* **Texte présenté**
◆ ◆ ◆ ◆

POINT DE VUE

Produits laitiers et maladies cardiovasculaires : que retenir des nouvelles études ?

Pr Boris Hansel

Auteurs et déclarations

3 novembre 2021

Le blog du Dr Boris Hansel - Diabétologue et nutritionniste

TRANSCRIPTION

Faut-il limiter à tout prix et au maximum la consommation des produits laitiers gras pour prévenir le diabète et les maladies cardiovasculaires ?

La recommandation usuelle diététique est de limiter la consommation des laitages gras, notamment le lait entier, le fromage et le beurre – le beurre n’est pas classé dans les produits laitiers, mais il provient, bien sûr, de la matière grasse laitière. Ces produits sont donc à limiter, classiquement parce qu’ils font monter le taux de cholestérol dans le sang, c’est quelque chose qui est parfaitement démontré. Les acides gras saturés, qui constituent deux tiers de la matière grasse laitière, augmentent, dans leur ensemble, la concentration plasmatique du cholestérol sanguin.

Les nouvelles données de la littérature

Il y a des données récentes ou, en tout cas un ensemble de données, qui à mon avis permettent de nuancer la recommandation concernant les produits laitiers gras. Ces données nous viennent essentiellement d’études épidémiologiques.

D’abord, il semble que pour le fromage, même s’il augmente naturellement le cholestérol sanguin, à quantité identique de graisse il fait moins monter le cholestérol plasmatique que le beurre.[1,2]

Deuxième ensemble de données pour le fromage : il y a des données qui viennent d’études épidémiologiques et qui vont dans le sens d’une protection conférée par le fromage contre les maladies cardiométaboliques, le diabète et les maladies cardiovasculaires. Ce qui est le plus convaincant dans ces données épidémiologiques, ce sont celles qui ont mis en relation les concentrations plasmatiques de marqueurs de la graisse laitière avec l’incidence du diabète et des maladies cardiovasculaires. Donc, ici on n’évalue pas les apports en produits laitiers déclarés, mais on évalue la concentration plasmatique de certains acides gras saturés qui sont caractéristiques de nos matières grasses laitières, et on met en relation ces concentrations plasmatiques avec les évènements cliniques. D’abord, il y a une étude[3] qui a examiné, sur un suivi de 9 ans, le devenir de 64 000 personnes et qui montre que des concentrations les plus élevées de biomarqueurs de matière grasse laitière étaient associées à un risque diminué de 30 % de développer un diabète par rapport aux personnes qui avaient les concentrations plasmatiques les plus faibles dans ces marqueurs de la matière grasse laitière.

 
On évalue la concentration plasmatique de certains acides gras saturés.

◆ ◆ ◆ ◆

* **Enregistrements**
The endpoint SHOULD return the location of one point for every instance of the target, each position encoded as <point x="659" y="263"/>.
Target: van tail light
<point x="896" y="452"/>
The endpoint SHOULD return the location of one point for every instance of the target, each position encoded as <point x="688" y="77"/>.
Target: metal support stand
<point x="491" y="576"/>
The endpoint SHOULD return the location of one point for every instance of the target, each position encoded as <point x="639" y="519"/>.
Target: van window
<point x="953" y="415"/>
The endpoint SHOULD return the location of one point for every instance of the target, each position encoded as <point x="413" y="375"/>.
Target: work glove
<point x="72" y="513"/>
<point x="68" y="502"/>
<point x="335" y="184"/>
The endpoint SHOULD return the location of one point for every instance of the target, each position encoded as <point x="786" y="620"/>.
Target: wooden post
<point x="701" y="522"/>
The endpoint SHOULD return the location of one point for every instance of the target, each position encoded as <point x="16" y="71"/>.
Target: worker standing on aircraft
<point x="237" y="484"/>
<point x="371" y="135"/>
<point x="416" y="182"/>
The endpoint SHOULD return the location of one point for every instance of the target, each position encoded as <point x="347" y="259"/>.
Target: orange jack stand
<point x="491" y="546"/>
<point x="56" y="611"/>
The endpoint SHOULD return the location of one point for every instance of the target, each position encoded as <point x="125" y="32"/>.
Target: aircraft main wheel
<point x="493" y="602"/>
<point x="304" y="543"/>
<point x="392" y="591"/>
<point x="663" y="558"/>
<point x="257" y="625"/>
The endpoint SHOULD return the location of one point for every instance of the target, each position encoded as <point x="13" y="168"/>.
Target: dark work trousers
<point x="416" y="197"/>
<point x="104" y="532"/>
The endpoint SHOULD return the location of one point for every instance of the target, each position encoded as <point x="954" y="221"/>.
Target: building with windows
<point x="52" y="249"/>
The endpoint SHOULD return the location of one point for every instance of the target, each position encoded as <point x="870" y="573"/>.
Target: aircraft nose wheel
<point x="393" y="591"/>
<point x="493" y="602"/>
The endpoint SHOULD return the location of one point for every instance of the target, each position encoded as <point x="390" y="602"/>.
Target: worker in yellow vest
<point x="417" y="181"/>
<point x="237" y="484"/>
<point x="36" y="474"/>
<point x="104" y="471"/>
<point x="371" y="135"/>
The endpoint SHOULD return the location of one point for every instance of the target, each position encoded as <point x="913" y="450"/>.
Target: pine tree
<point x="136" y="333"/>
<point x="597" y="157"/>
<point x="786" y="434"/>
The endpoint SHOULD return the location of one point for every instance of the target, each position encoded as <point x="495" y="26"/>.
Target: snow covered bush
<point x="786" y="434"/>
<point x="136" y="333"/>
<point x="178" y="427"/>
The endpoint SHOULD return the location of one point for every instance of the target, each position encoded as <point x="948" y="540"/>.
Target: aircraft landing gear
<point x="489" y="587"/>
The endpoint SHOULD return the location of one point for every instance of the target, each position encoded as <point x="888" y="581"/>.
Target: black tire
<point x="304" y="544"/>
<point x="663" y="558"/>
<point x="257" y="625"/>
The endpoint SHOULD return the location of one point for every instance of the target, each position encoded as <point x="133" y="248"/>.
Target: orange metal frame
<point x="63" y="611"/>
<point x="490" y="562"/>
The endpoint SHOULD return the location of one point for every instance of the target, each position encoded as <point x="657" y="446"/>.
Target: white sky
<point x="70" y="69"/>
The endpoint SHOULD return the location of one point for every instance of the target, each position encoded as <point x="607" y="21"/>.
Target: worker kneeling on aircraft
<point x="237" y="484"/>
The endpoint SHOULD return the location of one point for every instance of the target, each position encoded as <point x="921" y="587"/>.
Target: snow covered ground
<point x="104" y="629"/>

◆ ◆ ◆ ◆

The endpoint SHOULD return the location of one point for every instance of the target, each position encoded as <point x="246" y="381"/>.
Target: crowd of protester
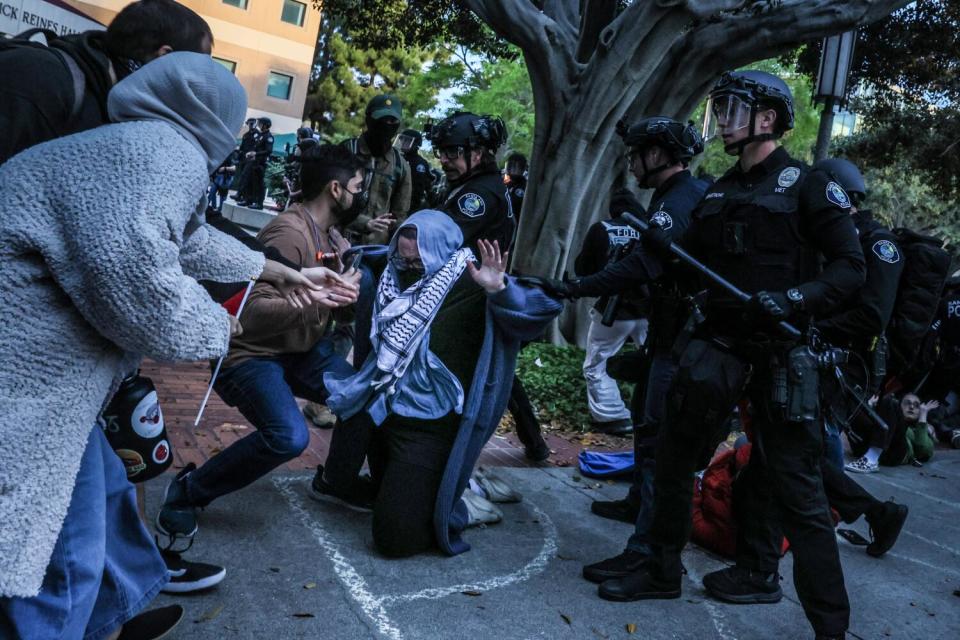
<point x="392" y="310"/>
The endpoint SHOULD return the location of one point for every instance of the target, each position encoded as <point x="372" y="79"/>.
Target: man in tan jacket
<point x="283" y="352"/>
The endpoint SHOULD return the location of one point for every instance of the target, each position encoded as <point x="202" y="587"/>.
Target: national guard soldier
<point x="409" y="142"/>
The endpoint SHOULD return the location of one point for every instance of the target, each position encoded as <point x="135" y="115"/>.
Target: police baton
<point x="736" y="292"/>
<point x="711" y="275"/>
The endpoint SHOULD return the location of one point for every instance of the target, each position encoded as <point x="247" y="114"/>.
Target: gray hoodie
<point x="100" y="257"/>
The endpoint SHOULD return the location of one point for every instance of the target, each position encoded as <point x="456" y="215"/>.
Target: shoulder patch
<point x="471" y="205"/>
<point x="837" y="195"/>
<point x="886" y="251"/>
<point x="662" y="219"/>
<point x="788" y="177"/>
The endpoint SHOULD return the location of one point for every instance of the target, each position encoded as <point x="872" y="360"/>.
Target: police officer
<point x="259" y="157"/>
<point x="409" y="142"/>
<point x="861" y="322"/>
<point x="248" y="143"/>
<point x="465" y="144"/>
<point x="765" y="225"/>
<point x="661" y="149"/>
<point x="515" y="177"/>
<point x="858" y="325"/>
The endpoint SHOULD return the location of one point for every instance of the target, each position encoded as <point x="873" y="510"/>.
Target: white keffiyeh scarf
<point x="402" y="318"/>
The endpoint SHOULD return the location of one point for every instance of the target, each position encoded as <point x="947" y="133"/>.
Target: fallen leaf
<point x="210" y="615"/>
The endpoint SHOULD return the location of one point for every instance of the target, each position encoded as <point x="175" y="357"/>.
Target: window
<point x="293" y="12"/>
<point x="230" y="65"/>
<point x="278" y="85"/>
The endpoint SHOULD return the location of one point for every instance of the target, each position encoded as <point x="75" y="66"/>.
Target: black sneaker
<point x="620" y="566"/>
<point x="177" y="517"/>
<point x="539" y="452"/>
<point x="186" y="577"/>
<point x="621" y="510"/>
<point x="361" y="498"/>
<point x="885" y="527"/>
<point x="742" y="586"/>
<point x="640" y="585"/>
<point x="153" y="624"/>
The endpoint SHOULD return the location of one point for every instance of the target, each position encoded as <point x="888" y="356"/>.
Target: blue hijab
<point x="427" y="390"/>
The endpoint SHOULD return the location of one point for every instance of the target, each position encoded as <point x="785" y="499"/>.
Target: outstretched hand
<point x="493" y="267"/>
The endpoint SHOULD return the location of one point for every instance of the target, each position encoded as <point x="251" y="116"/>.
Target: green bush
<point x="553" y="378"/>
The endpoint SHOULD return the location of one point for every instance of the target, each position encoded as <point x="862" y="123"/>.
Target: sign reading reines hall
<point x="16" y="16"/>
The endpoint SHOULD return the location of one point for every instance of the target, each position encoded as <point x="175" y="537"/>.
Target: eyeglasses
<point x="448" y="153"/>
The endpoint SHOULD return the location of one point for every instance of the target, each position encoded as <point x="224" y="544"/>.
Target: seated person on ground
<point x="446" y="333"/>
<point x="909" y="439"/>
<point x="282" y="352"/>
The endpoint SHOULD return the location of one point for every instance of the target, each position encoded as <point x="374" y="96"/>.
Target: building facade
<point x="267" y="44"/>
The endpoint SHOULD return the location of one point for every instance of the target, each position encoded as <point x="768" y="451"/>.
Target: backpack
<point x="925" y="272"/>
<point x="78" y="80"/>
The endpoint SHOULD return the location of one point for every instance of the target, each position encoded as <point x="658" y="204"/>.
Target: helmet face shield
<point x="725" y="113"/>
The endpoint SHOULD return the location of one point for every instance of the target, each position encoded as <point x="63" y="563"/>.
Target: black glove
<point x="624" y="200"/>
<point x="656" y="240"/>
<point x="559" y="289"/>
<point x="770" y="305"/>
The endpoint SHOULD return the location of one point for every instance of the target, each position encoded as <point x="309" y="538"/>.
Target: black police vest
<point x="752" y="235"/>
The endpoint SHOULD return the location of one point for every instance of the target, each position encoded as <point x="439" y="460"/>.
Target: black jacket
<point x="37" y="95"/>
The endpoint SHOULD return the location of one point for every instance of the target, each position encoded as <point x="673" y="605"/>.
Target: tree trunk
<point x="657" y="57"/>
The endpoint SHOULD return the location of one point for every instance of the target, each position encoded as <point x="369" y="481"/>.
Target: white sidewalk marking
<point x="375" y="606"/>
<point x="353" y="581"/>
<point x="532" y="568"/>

◆ ◆ ◆ ◆

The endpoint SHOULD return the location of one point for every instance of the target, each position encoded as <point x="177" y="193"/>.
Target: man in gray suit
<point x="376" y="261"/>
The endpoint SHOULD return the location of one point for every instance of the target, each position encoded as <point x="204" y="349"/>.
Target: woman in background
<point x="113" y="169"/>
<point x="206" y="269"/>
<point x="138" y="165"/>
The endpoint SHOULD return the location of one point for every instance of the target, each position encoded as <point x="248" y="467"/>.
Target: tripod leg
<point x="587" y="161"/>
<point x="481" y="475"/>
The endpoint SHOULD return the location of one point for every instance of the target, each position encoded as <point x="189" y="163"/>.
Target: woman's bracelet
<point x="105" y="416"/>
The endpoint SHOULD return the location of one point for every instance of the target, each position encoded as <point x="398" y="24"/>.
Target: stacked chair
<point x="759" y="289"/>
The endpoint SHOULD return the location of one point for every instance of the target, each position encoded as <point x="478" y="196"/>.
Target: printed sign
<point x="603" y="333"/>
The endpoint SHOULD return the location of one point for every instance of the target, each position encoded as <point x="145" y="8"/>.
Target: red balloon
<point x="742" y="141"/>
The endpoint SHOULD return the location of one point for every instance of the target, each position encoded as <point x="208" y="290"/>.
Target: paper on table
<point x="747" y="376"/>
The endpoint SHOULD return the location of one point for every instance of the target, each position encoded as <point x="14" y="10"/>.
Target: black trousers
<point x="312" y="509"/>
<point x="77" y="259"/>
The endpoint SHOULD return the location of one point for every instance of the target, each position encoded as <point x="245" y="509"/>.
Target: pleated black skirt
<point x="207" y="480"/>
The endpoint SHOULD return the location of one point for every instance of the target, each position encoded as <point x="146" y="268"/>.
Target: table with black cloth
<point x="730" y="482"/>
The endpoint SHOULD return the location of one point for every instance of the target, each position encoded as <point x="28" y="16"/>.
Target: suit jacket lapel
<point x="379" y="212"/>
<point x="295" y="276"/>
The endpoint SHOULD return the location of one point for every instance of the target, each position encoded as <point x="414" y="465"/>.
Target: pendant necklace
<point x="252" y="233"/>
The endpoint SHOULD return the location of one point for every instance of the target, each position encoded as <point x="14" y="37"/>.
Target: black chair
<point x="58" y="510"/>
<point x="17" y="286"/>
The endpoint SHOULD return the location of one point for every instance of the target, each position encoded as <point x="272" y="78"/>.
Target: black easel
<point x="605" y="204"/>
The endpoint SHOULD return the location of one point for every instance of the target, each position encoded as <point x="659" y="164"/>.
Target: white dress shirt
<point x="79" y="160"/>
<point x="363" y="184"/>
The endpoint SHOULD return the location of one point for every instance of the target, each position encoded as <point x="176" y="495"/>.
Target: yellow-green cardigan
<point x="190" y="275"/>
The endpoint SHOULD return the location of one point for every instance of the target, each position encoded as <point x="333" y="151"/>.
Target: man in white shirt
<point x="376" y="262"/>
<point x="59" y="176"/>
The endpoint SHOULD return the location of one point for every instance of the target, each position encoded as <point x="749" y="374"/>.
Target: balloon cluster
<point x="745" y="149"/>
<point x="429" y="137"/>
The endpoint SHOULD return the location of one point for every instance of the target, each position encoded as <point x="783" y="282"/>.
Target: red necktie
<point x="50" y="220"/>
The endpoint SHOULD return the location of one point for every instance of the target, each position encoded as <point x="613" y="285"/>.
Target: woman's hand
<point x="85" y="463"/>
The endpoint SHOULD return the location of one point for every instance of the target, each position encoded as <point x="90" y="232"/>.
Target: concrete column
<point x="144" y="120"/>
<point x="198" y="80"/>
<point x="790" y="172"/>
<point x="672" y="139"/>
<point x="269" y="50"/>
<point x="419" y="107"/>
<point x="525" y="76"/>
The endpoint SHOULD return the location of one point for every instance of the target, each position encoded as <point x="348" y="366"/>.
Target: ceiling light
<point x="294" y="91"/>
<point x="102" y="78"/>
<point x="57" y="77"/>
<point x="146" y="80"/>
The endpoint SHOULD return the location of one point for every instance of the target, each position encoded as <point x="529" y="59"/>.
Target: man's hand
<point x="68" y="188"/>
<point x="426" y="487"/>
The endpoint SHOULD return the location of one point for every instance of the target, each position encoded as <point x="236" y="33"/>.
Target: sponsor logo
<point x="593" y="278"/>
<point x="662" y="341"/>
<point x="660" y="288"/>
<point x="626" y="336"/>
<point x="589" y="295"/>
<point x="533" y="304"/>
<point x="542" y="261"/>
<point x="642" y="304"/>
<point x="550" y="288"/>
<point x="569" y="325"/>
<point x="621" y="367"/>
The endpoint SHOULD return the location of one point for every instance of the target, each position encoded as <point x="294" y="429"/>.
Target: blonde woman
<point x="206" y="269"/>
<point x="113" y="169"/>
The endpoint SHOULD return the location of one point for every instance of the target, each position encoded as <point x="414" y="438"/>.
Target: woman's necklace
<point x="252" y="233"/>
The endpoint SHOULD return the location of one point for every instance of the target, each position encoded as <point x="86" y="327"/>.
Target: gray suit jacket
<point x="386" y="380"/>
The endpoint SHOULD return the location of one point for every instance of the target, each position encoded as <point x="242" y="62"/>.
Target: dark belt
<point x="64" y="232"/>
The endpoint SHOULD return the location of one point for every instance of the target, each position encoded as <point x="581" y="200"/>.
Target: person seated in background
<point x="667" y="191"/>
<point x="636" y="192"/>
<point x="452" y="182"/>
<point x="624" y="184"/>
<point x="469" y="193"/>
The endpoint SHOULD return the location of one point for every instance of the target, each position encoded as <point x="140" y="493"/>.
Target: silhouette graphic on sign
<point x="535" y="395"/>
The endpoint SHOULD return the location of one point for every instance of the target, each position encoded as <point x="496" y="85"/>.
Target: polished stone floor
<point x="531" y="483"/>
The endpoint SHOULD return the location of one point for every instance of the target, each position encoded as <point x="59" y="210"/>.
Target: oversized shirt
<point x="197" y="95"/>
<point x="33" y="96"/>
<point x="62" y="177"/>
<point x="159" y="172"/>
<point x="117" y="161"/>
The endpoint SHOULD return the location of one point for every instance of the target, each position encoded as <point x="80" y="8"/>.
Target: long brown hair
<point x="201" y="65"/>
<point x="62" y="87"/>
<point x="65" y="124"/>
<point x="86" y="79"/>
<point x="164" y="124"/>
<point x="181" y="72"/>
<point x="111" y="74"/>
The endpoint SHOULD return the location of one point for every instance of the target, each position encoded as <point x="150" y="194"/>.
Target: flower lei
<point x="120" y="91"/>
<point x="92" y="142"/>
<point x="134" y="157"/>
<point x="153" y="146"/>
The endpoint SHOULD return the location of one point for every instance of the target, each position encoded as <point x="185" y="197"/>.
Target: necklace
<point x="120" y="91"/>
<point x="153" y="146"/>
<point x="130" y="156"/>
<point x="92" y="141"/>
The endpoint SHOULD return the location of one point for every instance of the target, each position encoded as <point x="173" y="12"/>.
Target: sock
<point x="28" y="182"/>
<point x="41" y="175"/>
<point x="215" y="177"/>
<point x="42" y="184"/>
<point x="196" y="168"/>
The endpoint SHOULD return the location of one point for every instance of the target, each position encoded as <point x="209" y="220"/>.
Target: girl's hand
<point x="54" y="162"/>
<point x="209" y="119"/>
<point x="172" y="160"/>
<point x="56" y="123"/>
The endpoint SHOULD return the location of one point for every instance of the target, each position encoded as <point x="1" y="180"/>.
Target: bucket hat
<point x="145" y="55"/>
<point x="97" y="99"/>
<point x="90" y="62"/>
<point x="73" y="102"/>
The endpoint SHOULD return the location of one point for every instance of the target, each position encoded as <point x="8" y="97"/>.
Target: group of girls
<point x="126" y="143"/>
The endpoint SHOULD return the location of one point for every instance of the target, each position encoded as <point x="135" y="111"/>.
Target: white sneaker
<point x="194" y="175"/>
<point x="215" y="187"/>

◆ ◆ ◆ ◆

* **Consignes**
[a] Pouvez-vous extraire du texte sur les produits laitiers tout le passage qui va de « TRANSCRIPTION » jusqu'à « maladies cardiovasculaires ? » ?
[b] Pouvez-vous prolonger le texte sur les produits laitiers en reprenant juste après sa dernière phrase ?
Les enregistrements n'ont aucun lien avec le texte.

* **Corrigé**
[a]
TRANSCRIPTION

Faut-il limiter à tout prix et au maximum la consommation des produits laitiers gras pour prévenir le diabète et les maladies cardiovasculaires ?

[b]
En ce qui concerne les maladies cardiovasculaires, on a encore des données de même type avec notamment une méta-analyse[4] récemment publiée de 18 études interventionnelles et qui montre que des niveaux élevés d’acides gras typiques de la graisse laitière sont associés à une incidence plus faible de maladies cardiovasculaires. Bien sûr, il s’agit de données épidémiologiques, d’associations statistiques, et on n’a pas aujourd’hui de données qui permettent de montrer de manière formelle que consommer des laitages gras diminue le diabète et les maladies cardiovasculaires. Une autre faille de ces études : ces données ne permettent pas de savoir quel type de produits laitiers gras – fromage, yaourt, lait entier – pourrait être protecteur. Et quand on regarde encore l’épidémiologie, il est possible que ce soit plus spécifiquement le fromage et les yaourts, et non le lait, qui confèrent la protection. [5]

Que recommander aux patients ?

En pratique, que peut-on retenir de ces données pour les recommandations que nous faisons à nos patients? Je vous donne ici la manière dont j’utilise ces données et non pas des recommandations officielles de nos sociétés savantes ou des autorités de santé.

  • Premièrement, je dis à mes patients qu’une part de fromage tous les jours, c’est peut-être bénéfique en prévention cardiométabolique.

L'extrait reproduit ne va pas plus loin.